STATEMENT OF INTENT.
From time to time, you may be asked to submit personal information about yourself (e.g. name and email address etc.) in order to receive or use services on our website. Such services include newsletters, competitions, “Alert Email”, live chats, message boards and membership (e.g. for support services).
By entering your details in the fields requested, you enable Home Energy Model to provide you with the services you select. Whenever you provide such personal information, we will treat that information in accordance with this policy. Our services are designed to give you the information that you want to receive. Home Energy Model will act in accordance with current legislation and aim to meet current Internet best practice.
The following statement explains our policy regarding the personal information we collect about you.
INFORMATION ON VISITORS.
During the course of any visit Home Energy Model, the pages you see, along with something called a cookie, are downloaded to your computer (see point 3 for more on this). Most, if not all, websites do this, because cookies allow the website publisher to do useful things like find out whether the computer (and probably its user) has visited the site before. This is done on a repeat visit by checking to see, and finding, the cookie left there on the last visit.
Any information that is supplied by cookies can help us to provide you with a better service and assists us to analyse the profile of our visitors. For example: if on a previous visit you went to, say, the Search Engine pages, then we might find this out from your cookie and highlight Search Engine information on a second visit. We also use cookies to provide functions such as Shopping Carts and the information held in the shopping cart is held in a cookie on your PC.
We do not gather or use personal information from our website other than to use for despatching goods and invoices or for making contact with you as the result of an enquiry or support request. We do not pass on any personal information to other companies unless we are specifically instructed to do so by you.

THE TASK: Please list each service that the privacy statement names as requiring you to submit personal information.

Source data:
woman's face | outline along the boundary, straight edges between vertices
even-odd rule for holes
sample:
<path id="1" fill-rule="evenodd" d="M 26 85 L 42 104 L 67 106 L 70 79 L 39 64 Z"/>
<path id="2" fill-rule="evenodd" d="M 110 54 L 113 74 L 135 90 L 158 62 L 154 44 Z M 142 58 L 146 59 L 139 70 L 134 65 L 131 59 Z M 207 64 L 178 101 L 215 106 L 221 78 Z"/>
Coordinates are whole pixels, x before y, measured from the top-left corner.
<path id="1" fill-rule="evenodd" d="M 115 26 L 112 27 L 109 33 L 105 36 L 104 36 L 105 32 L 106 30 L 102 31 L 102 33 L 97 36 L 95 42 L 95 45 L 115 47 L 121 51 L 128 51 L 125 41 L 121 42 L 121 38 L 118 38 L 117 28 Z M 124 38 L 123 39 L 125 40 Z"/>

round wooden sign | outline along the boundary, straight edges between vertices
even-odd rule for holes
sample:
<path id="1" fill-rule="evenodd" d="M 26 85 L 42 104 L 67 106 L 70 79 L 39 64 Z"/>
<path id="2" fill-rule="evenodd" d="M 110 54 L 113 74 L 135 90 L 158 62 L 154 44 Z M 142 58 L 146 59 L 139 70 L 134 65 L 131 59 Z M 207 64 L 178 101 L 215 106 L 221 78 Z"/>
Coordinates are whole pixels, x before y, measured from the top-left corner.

EXERCISE RESULT:
- Newsletters
- Competitions
- "Alert Email"
- Live chats
- Message boards
- Membership (e.g. for support services)